━━━ Exercise data

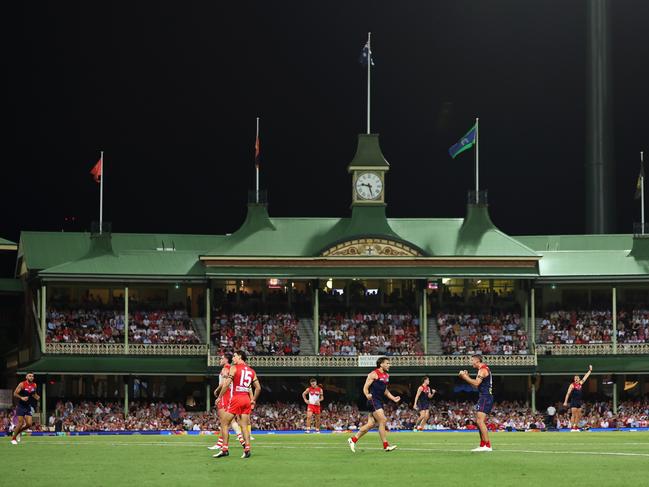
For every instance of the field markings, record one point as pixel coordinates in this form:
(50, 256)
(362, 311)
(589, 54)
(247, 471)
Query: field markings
(321, 446)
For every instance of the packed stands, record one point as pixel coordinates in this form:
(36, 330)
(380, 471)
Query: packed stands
(487, 333)
(370, 334)
(594, 326)
(259, 334)
(96, 325)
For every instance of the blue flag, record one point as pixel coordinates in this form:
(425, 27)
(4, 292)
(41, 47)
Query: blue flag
(366, 54)
(464, 143)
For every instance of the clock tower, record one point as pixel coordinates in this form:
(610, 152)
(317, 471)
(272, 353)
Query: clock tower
(368, 170)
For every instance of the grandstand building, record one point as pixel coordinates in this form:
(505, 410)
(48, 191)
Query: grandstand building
(324, 295)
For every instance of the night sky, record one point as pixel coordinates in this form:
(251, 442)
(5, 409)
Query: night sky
(170, 91)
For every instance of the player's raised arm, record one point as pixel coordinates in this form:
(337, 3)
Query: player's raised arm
(419, 389)
(590, 370)
(565, 401)
(371, 377)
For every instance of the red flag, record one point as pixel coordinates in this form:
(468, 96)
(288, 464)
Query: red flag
(96, 171)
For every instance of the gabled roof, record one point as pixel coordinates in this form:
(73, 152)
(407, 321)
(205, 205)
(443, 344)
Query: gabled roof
(44, 250)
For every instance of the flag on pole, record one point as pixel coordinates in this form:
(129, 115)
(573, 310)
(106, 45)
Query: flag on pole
(96, 171)
(638, 186)
(366, 54)
(465, 143)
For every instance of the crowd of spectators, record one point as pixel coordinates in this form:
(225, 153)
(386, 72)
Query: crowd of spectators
(97, 325)
(259, 334)
(370, 334)
(487, 333)
(595, 326)
(445, 415)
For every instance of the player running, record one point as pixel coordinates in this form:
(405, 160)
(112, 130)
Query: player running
(422, 403)
(484, 383)
(375, 390)
(240, 377)
(576, 399)
(27, 397)
(222, 406)
(316, 396)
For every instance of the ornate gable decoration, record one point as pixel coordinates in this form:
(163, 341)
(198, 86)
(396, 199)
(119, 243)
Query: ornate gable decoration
(371, 247)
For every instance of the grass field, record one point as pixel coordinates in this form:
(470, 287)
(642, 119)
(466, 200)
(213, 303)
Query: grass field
(441, 459)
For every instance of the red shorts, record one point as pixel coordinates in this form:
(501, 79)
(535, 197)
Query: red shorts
(240, 404)
(224, 402)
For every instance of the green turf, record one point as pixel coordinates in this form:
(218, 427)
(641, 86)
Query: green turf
(441, 459)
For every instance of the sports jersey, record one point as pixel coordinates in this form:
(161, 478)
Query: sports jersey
(378, 387)
(28, 389)
(486, 386)
(314, 395)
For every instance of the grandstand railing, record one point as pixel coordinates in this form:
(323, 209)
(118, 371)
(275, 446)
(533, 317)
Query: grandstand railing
(593, 349)
(370, 360)
(122, 349)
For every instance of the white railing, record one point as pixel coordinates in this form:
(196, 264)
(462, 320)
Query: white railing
(396, 361)
(121, 349)
(593, 349)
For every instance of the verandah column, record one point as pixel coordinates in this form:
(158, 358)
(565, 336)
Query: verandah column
(126, 319)
(614, 313)
(316, 317)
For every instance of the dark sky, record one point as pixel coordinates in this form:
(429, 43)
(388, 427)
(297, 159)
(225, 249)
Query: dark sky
(170, 91)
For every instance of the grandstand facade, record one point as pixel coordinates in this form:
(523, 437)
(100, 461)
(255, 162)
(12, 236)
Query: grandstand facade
(325, 295)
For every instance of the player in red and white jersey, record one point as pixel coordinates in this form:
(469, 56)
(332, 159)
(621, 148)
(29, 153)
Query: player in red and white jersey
(316, 396)
(241, 377)
(222, 405)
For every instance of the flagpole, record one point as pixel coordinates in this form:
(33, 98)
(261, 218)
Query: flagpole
(101, 195)
(642, 192)
(369, 71)
(477, 160)
(257, 166)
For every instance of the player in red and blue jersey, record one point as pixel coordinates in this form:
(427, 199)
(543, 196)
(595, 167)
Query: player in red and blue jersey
(484, 384)
(27, 395)
(422, 403)
(241, 377)
(576, 399)
(316, 395)
(376, 390)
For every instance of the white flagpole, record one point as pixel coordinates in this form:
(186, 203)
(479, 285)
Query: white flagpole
(257, 166)
(642, 193)
(369, 71)
(101, 195)
(477, 159)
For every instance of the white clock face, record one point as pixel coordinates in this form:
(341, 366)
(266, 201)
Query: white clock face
(369, 186)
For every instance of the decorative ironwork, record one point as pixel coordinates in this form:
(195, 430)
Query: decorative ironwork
(397, 361)
(594, 349)
(120, 349)
(371, 247)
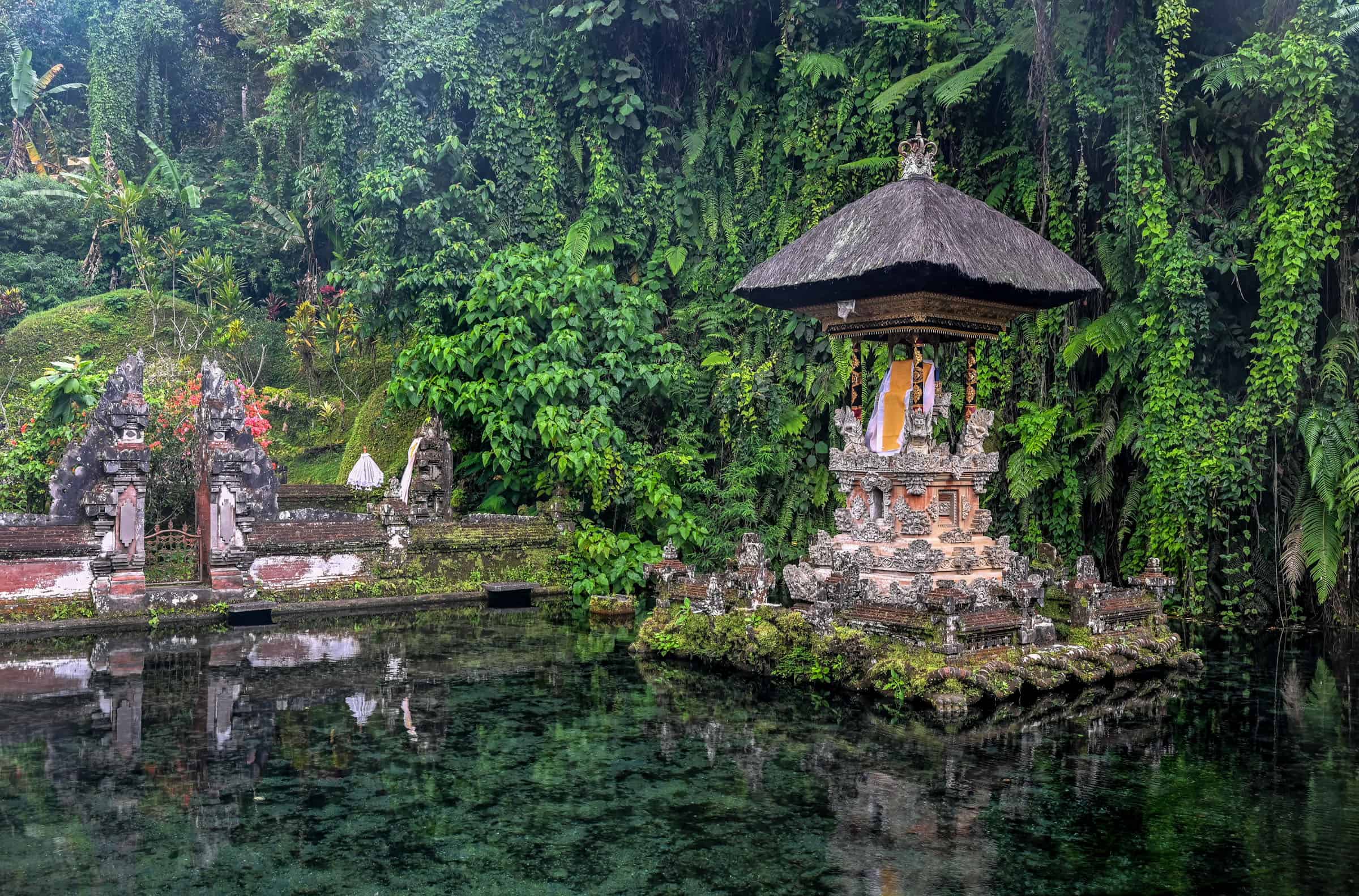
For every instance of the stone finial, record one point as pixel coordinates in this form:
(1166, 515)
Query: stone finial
(918, 157)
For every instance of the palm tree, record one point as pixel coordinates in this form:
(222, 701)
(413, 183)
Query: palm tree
(26, 89)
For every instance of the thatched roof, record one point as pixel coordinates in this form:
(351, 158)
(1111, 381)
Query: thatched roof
(919, 237)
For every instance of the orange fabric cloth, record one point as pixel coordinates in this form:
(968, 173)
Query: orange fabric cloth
(895, 405)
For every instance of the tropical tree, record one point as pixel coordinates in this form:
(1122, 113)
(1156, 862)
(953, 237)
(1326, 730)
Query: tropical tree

━━━━━━

» Instructions to follow: Write out every line above again exactly, with the pictures left out.

» Exercise solution:
For every instance of the field markings, record one point as pixel coordinates in this form:
(50, 256)
(362, 311)
(589, 54)
(247, 471)
Query: field markings
(321, 446)
For every instance of the packed stands, record one point as pixel coordinates in this form:
(36, 330)
(380, 471)
Query: packed stands
(487, 333)
(370, 334)
(594, 326)
(259, 334)
(96, 325)
For every instance of the blue flag, record one point as pixel coordinates in this form:
(425, 27)
(4, 292)
(41, 47)
Query: blue flag
(366, 54)
(464, 143)
For every instance of the clock tower, record one point as pixel coordinates in this form:
(610, 152)
(317, 471)
(272, 353)
Query: clock tower
(368, 170)
For every instance of the grandstand building, record one point as pixel coordinates in this form:
(505, 410)
(48, 191)
Query: grandstand building
(324, 295)
For every instance of the night sky, record one point as pixel coordinates in this form:
(251, 442)
(5, 409)
Query: night sky
(170, 91)
For every instance of the player's raised arm, record one point as pixel coordinates in this form:
(337, 3)
Query: player's raised arm
(419, 389)
(590, 370)
(565, 401)
(371, 377)
For every instance of the red flag, record one point as pixel coordinates in this form:
(468, 96)
(288, 464)
Query: red flag
(96, 171)
For every instance of the gabled roof, record one point as pixel coordinates in this form:
(73, 152)
(407, 321)
(205, 205)
(443, 344)
Query: gabled roof
(44, 250)
For every instance of the flag on pole, record one point as pixel coordinates in this form:
(129, 115)
(573, 310)
(106, 45)
Query: flag on pole
(96, 171)
(638, 186)
(366, 54)
(465, 143)
For every instance of the crowd of spectators, record one point as pixel coordinates in this form:
(225, 153)
(386, 72)
Query: crowd of spectators
(97, 325)
(259, 334)
(370, 334)
(487, 333)
(595, 326)
(445, 415)
For every instance of the player running, record one point as pixel coordinates in this form:
(405, 160)
(112, 130)
Query: player running
(422, 403)
(484, 383)
(375, 390)
(240, 377)
(576, 399)
(27, 397)
(222, 406)
(316, 396)
For every instance of the ornate gable decoration, record one point as pixel coordinates in this form:
(163, 341)
(198, 86)
(396, 199)
(119, 243)
Query: ornate gable decoration
(371, 247)
For every instance of the grass field, record one point as pixel coordinates in this form:
(470, 287)
(642, 119)
(466, 200)
(213, 303)
Query: grass field
(441, 459)
For every instance of the red shorts, record one point as pixel coordinates in this form:
(501, 79)
(535, 197)
Query: red shorts
(240, 404)
(224, 402)
For every instance of the green turf, record one point as pixel coordinates in this form:
(218, 427)
(641, 86)
Query: green turf
(441, 459)
For every instance of the sports jersey, record one point as pixel coordinates in this form:
(161, 478)
Query: sports jersey
(378, 387)
(28, 389)
(486, 386)
(314, 395)
For every instance of the grandstand railing, record one point as pixel coordinates in this form:
(323, 209)
(118, 371)
(275, 446)
(533, 317)
Query: grandstand railing
(593, 349)
(370, 360)
(122, 349)
For every instance of the white railing, record one point as pixel coordinates in this form:
(196, 264)
(462, 320)
Query: white railing
(396, 361)
(121, 349)
(593, 349)
For every instance of the verandah column, record one point as pixel coordinates in this form:
(158, 358)
(565, 336)
Query: verandah column
(126, 319)
(614, 313)
(316, 317)
For every instance of the dark sky, record one point as pixel coordinates in this form:
(429, 43)
(388, 427)
(297, 159)
(225, 249)
Query: dark sky
(170, 91)
For every instance of the grandstand facade, record one point as pixel coordinates in this form:
(523, 437)
(100, 461)
(255, 162)
(12, 236)
Query: grandstand facade
(325, 295)
For every instance of the player in red and white jersey, record one point as pixel coordinates in this form:
(469, 56)
(332, 159)
(621, 148)
(29, 153)
Query: player in red and white jersey
(316, 396)
(241, 377)
(222, 405)
For every instance of the flagpole, record one point as pixel coordinates in this form:
(33, 98)
(261, 218)
Query: flagpole
(101, 195)
(642, 192)
(369, 71)
(477, 160)
(257, 166)
For every instance of the player in red and blue jersey, record one point as pixel coordinates in this form:
(427, 199)
(543, 196)
(595, 167)
Query: player in red and blue jersey
(484, 384)
(27, 395)
(422, 403)
(241, 377)
(576, 399)
(316, 395)
(376, 390)
For every instance of the white flagpole, record one point as pixel coordinates in this form:
(186, 203)
(479, 285)
Query: white flagpole
(257, 166)
(642, 193)
(369, 71)
(101, 195)
(477, 159)
For every instance of the white clock face, record one point as pixel coordinates in this form:
(341, 366)
(266, 201)
Query: white clock face
(369, 186)
For every instance of the decorative ironwork, record one point as pixel coordinates in this form:
(195, 430)
Query: decorative ironwork
(397, 361)
(594, 349)
(120, 349)
(371, 247)
For every instance of the stone finial, record one point as pixel coordinates in this form:
(1166, 515)
Query: stone finial
(918, 157)
For every instance of the palm tree, record one point as pixel coordinates in this form:
(222, 701)
(413, 183)
Query: palm tree
(26, 89)
For every instance of the thatched roof, record one point as pixel coordinates in this form:
(351, 158)
(1111, 381)
Query: thatched roof
(919, 237)
For every instance of the orange fabric cloth, record one point as pixel coordinates in this form:
(968, 173)
Query: orange fabric cloth
(895, 405)
For every instance of the tropical tree, record one point as pixel coordinates in this form:
(1122, 113)
(1156, 862)
(953, 237)
(1326, 730)
Query: tropical tree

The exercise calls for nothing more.